*** Brano scelto ***
Era una notte buia e tempestosa

Era senza dubbio buia quella notte del 1946, la più lunga dell'anno, il solstizio d'inverno infatti. Ed era probabilmente tempestosa, come me la sono sempre immaginata, influenzato forse dalle molti notti che ricordo, ad Ostia, con il mare che non cessa di farsi sentire e il vento che invade le strade portando ovunque la salsedine. Spero che almeno non piovesse quando mio padre prese la bicicletta e corse a cercare il medico a tarda notte. Se non pioveva dovette comunque fare i conti col vento. Lo immagino che pedala in fretta nella strada deserta, col cappotto abbottonato, che arriva e che, lasciata la bicicletta al medico per farlo arrivare al più presto, ritorna a casa a piedi per due chilometri.
Forse camminò rasente i muri a causa del vento, forse troppo rapidamente e forse con aria sospetta ... fatto è che i carabinieri, a caccia dei responsabili di un furto commesso la stessa notte, lo fermarono per identificarlo. Non aveva comunque l'aria del ladro, il professore, a quei tempi magro come un asceta e chiaramente con l'aria dell'intellettuale, così alla fine riuscì ad essere presente quando nacqui.
Ecco, questa è la scena che fa da cornice alla mia nascita, come me la sono immaginata per anni, senza mai curarmi di verificare la consistenza di un racconto di cui ricordo peraltro solo pochi particolari. Ma tant'è, e comunque ho tutto nitido in mente, una scena in bianco e nero, tanto chiara da sospettare che, invece che costruita attraverso i racconti di mio padre, me la sia composta ex novo sulla base di qualche film del dopoguerra. In effetti, a pensarci bene, qualcosa che non quadra la posso pure indicare. Perché quel dottore che corre in bicicletta in una notte buia e tempestosa non corrisponde affatto alla figura un po' aristocratica che ho conosciuto in seguito, di poche parole, con la sua giacca e cravatta impeccabili, e i suoi modi lenti e distaccati. Ma si sa che i medici intimidiscono i bambini, e forse non era così distante come me lo sono figurato poi.
*** Voci elencate ***
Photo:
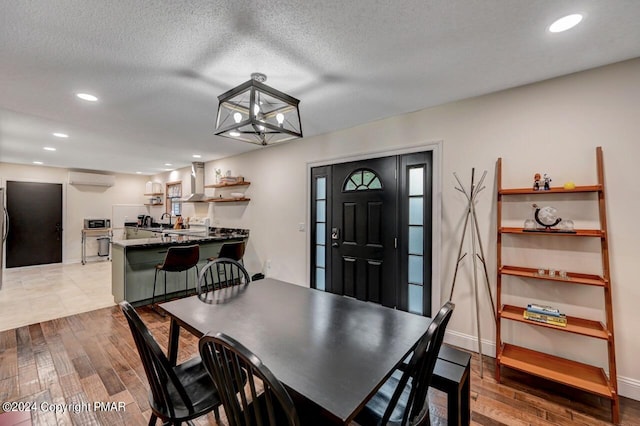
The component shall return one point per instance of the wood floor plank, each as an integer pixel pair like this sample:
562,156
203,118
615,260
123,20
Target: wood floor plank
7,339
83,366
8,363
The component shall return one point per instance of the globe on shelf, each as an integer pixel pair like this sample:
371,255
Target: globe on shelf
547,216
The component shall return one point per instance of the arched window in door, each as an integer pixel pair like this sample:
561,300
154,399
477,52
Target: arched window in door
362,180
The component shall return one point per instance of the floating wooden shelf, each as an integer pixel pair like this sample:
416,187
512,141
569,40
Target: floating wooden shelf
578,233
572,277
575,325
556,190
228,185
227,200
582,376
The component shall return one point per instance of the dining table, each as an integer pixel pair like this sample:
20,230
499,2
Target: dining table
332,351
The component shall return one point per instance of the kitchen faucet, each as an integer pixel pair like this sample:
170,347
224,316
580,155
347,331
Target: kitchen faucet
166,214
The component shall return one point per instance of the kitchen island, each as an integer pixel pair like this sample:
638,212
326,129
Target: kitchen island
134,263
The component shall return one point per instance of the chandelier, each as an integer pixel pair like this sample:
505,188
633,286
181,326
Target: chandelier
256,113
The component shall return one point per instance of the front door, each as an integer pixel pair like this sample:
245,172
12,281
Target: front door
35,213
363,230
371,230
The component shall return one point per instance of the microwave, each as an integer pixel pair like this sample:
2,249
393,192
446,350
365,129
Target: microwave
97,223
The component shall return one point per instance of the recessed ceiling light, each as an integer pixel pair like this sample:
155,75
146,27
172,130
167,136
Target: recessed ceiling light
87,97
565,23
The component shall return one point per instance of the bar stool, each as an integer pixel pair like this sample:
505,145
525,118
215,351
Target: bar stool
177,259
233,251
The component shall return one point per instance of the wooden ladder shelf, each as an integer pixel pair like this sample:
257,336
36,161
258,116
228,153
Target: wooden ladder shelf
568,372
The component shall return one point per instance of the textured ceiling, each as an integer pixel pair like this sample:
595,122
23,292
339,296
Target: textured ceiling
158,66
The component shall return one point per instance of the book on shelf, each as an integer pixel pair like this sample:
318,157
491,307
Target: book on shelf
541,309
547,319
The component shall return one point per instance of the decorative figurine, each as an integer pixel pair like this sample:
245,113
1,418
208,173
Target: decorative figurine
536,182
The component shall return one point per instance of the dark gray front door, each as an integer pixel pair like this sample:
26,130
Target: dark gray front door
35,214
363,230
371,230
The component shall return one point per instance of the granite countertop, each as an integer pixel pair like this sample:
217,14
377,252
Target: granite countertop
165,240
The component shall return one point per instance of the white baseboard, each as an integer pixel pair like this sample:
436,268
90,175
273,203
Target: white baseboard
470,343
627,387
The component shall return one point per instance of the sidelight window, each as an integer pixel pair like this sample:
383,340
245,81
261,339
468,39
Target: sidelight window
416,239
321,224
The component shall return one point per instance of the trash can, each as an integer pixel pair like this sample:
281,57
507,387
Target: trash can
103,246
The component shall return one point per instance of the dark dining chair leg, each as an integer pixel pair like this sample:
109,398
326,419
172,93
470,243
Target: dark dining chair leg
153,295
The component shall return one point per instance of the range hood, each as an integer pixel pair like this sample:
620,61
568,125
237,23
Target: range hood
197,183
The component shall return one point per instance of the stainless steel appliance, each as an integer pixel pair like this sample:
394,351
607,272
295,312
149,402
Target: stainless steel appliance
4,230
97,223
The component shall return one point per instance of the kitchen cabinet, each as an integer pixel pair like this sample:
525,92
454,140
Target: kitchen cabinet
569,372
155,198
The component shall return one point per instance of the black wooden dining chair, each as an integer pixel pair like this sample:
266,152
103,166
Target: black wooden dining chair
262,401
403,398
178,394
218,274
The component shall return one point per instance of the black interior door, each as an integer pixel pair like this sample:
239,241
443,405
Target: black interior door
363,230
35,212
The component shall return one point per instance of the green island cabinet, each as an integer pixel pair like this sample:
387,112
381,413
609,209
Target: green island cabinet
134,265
***
*** Voci elencate ***
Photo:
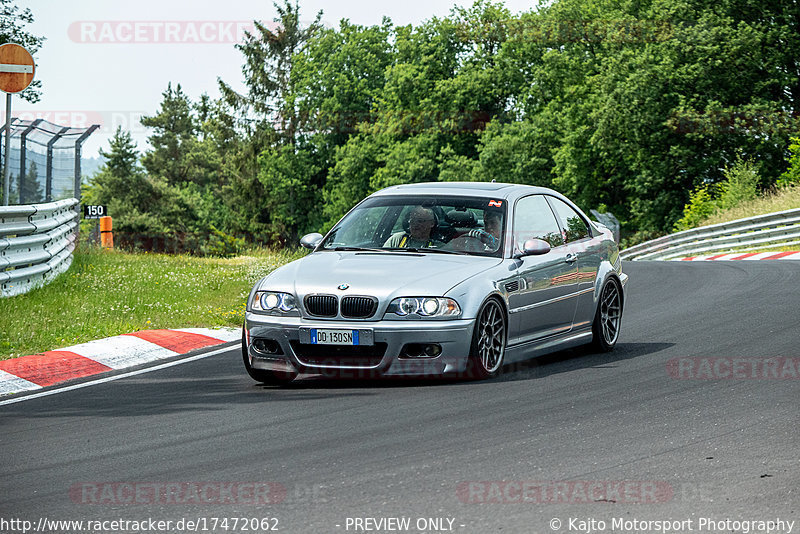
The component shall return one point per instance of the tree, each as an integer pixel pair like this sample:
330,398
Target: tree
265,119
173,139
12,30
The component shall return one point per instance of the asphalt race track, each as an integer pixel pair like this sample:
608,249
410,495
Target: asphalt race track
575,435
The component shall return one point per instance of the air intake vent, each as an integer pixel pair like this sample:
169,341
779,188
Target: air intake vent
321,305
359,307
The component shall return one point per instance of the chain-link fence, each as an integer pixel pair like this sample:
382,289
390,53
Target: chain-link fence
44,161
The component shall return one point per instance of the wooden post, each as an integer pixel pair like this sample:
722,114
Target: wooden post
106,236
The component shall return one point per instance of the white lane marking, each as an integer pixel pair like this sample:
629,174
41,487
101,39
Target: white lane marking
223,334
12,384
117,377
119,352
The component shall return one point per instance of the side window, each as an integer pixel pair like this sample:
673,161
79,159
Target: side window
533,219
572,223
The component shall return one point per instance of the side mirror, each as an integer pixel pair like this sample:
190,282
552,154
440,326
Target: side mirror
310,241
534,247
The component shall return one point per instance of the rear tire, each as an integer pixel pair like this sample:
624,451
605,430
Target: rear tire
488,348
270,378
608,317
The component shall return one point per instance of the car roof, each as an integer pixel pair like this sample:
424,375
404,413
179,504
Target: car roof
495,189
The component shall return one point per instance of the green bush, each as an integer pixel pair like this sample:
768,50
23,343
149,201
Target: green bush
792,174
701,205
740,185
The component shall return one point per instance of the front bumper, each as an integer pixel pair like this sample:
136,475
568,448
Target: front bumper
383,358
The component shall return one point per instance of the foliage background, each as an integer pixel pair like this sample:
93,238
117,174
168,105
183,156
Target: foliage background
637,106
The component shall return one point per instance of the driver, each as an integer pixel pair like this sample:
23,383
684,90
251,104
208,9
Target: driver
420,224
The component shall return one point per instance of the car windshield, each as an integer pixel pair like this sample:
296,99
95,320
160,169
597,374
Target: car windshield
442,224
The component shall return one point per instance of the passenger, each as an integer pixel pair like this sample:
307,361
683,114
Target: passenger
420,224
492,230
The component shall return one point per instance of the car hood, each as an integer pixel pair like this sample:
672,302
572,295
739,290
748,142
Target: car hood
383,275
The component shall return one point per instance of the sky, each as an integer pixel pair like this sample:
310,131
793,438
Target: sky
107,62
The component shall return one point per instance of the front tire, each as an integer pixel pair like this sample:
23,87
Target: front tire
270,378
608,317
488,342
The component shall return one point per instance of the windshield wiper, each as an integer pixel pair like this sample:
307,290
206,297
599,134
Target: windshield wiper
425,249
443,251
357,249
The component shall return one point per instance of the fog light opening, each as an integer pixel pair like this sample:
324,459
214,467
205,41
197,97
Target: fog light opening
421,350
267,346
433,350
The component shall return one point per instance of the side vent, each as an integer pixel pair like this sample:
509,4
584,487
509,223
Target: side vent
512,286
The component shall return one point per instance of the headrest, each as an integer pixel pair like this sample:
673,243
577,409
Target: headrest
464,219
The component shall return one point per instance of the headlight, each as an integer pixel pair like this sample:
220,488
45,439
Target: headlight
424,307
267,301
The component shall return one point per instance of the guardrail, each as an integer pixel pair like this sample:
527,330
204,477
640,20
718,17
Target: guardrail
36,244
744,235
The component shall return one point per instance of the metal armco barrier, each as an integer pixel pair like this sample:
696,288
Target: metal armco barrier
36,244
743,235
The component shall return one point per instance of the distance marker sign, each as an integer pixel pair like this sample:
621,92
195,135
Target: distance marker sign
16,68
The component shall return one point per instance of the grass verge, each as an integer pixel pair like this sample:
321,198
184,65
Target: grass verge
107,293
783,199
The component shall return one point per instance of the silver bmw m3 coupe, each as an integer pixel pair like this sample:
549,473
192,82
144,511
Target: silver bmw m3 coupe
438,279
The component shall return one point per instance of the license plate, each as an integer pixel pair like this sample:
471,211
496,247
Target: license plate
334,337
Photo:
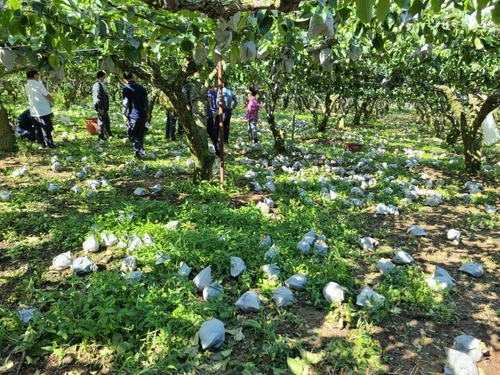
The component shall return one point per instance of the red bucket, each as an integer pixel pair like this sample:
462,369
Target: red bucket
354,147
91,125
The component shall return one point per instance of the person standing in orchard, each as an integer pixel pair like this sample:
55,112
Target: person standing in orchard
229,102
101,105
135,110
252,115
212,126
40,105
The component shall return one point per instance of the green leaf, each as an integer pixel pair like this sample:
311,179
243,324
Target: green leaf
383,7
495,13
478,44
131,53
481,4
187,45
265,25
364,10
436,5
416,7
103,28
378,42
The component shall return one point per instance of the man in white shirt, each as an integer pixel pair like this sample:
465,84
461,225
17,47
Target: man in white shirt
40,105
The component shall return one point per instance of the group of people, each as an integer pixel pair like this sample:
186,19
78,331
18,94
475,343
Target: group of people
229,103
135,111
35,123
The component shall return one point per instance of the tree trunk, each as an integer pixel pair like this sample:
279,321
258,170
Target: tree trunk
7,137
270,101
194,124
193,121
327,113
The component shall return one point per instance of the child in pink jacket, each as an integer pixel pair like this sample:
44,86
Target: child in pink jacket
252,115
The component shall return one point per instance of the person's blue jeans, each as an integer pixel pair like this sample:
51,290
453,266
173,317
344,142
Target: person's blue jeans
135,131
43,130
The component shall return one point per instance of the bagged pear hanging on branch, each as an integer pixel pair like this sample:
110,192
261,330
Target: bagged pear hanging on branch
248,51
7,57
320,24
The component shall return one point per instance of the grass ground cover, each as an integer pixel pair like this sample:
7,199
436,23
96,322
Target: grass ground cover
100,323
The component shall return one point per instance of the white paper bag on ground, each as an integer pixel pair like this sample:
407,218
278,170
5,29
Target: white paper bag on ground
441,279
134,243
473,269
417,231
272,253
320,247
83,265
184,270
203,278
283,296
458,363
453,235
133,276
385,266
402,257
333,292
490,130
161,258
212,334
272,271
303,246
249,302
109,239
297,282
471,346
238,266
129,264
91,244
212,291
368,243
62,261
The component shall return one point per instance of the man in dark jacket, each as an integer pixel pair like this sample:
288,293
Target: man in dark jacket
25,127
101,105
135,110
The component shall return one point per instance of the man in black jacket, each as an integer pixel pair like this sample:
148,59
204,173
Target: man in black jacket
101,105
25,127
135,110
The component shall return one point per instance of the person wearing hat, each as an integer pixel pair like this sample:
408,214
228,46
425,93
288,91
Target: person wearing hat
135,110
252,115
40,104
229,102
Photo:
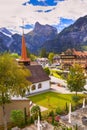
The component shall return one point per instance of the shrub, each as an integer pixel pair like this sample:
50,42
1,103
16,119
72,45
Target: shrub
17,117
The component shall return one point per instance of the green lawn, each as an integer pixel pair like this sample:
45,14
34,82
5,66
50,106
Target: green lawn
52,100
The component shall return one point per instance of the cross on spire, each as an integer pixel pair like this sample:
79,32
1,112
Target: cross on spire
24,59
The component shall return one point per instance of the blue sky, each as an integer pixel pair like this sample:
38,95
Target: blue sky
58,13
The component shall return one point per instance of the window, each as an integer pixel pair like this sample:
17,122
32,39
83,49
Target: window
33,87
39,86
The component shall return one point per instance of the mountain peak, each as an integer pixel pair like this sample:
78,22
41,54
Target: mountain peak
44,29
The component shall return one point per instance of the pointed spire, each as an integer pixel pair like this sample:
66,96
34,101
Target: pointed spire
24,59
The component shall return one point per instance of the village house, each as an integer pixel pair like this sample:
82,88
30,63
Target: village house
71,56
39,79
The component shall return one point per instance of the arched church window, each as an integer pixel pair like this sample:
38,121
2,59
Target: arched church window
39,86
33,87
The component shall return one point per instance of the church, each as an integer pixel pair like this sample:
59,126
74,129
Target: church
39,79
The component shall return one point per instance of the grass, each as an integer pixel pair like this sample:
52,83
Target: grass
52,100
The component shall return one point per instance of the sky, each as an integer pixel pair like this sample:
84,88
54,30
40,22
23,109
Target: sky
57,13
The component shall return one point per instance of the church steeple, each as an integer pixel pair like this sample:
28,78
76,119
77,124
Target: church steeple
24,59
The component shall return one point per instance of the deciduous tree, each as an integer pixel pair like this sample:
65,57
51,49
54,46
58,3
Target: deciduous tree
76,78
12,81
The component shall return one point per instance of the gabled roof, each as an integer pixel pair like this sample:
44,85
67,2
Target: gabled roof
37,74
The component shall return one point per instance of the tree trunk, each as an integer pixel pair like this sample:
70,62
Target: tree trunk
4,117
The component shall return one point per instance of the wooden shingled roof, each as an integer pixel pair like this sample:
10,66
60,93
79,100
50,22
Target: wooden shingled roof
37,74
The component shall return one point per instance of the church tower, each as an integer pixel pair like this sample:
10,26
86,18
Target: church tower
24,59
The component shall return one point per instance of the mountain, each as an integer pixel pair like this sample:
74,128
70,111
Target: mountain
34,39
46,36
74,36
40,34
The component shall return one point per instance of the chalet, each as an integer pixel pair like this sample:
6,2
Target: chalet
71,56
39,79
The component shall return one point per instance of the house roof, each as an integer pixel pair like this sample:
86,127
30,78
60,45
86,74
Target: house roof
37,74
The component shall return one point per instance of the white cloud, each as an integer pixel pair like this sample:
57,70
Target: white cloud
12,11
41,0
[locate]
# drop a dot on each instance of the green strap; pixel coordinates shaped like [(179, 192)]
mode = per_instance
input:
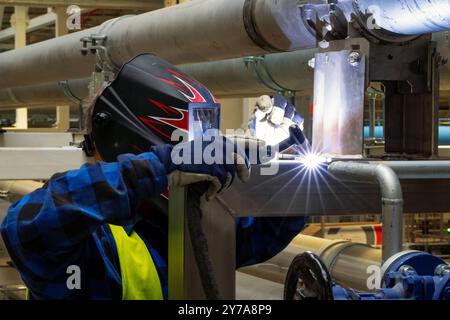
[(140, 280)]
***
Attività da svolgere
(a) Elenca i tratti con cui il brano sulla notte della nascita descrive il medico come fu conosciuto in seguito.
(b) Nel brano sulla notte della nascita, quanta strada fece a piedi il padre per tornare a casa?
(c) Prosegui il brano sulla notte della nascita dal punto in cui si interrompe.

Soluzioni delle attività
(a)
- figura un po' aristocratica
- di poche parole
- giacca e cravatta impeccabili
- modi lenti e distaccati

(b) Due chilometri.

(c)
In questa scena non vedo invece mia madre che attende a casa. Di lei, giustapposta alla scena delle corse notturne, ho in mente invece la fotografia del matrimonio, persa molti anni fa, anche questa solo un ricordo. Sulla scalinata della chiesa, tra persone che non riesco a mettere a fuoco, lei e mio padre appena sposati. Niente abito bianco lei, piccolina in un cappottino scuro, e lui probabilmente con lo stesso cappotto con cui affronterà il vento qualche mese più tardi. Sorridono sobri, Febbraio 1946. Ho provato spesso a immaginare i loro pensieri di quei giorni, forse volti a dimenticare la bufera che hanno appena attraversato, e i lutti e lo spaesamento in un mondo incerto. Quali erano i loro progetti e sogni per il futuro? Il mazzolino di fiori, che mia madre ha in mano sembra essere lì per esorcizzare la malinconia. Non credo si concessero un viaggio di nozze; come potevano, la maestra e il professore, nell'indigenza di quegli anni?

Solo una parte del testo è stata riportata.